The portfolio, which had a par value of stg£4.5bn (€5.7bn) was sold by Nama for €1.6bn - a sizeable discount of 72pc - to another US investment firm, Cerberus Capital, in April 2014.

Last week, Independent TD Mick Wallace alleged that a routine audit of a legal firm involved in the process, Tughans of Belfast, revealed "£7m had ended up in an Isle of Man bank account… reportedly earmarked for a Northern Ireland politician". The £7m has since been retained by Tughans as part of its fees for its work.

Mr Robinson told the 'Irish News' newspaper that he could confirm: "I have not received, nor was I ever to receive any proceeds from Cerberus, Tughans, or anyone else in relation to the Nama sale."

Cerberus also vigorously denied making any improper payments in relation to the deal. Cerberus had retained international law firm Brown Rudnick as its advisor on the deal. Brown Rudnick hired Tughans for local expertise.

_ _ _ _ _

_Task set_:
1 – Rewrite the Nama sale passage from "Last week, Independent" to "for local expertise.", changing "Tughans" to "the Belfast law firm".
2 – Please continue the Nama sale passage past its final sentence.
The material plays no part in this.

_Source excerpt_:
_ _ _ _ _

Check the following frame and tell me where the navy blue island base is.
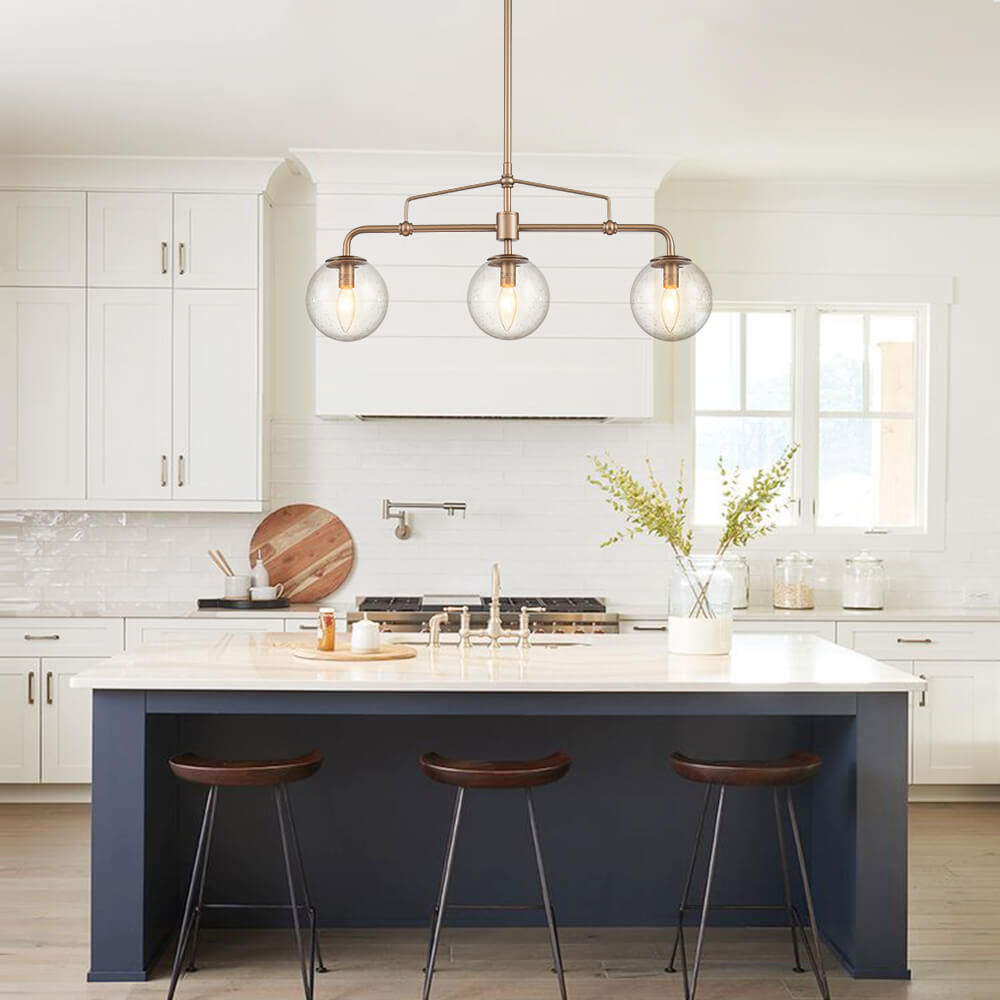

_ _ _ _ _

_Responses to the exercise_:
1 –
Last week, Independent TD Mick Wallace alleged that a routine audit of a legal firm involved in the process, the Belfast law firm of Belfast, revealed "£7m had ended up in an Isle of Man bank account… reportedly earmarked for a Northern Ireland politician". The £7m has since been retained by the Belfast law firm as part of its fees for its work.

Mr Robinson told the 'Irish News' newspaper that he could confirm: "I have not received, nor was I ever to receive any proceeds from Cerberus, the Belfast law firm, or anyone else in relation to the Nama sale."

Cerberus also vigorously denied making any improper payments in relation to the deal. Cerberus had retained international law firm Brown Rudnick as its advisor on the deal. Brown Rudnick hired the Belfast law firm for local expertise.

2 –
Cerberus said it "does not tolerate inappropriate actions" such as the ones alleged.

"Brown Rudnick informed us that they wanted to retain Tughans as a Northern Ireland based legal firm to supplement its work," it said, adding both firms were bound by the same standards.

Meanwhile, a group of debtors have instructed a London law firm to review the Nama sell-off of their loans and properties.

The group, including a number of property developers, met yesterday as the Northern Ireland Assembly's Finance Committee confirmed it will hold an emergency meeting today to discuss allegations surrounding some £7m (€9.8m) funds paid into an offshore bank account.

The money was in an account controlled by Ian Coulter, a former managing partner at Belfast law firm Tughans which acted indirectly for Cerberus, the US investment firm that bought Nama's Northern Ireland loan book.

However, it has emerged that another US firm, Pimco, withdrew from a prospective tender process to buy Project Eagle - after raising concerns with Nama about the role of certain third parties to Nama.

Pimco said it received an unsolicited approach from third parties to gauge potential interest in buying the Project Eagle portfolio and decided to withdraw from the tender process, not because of any Nama decision, but because of the concerns relating to the third parties that Pimco had identified as part of its due diligence checks.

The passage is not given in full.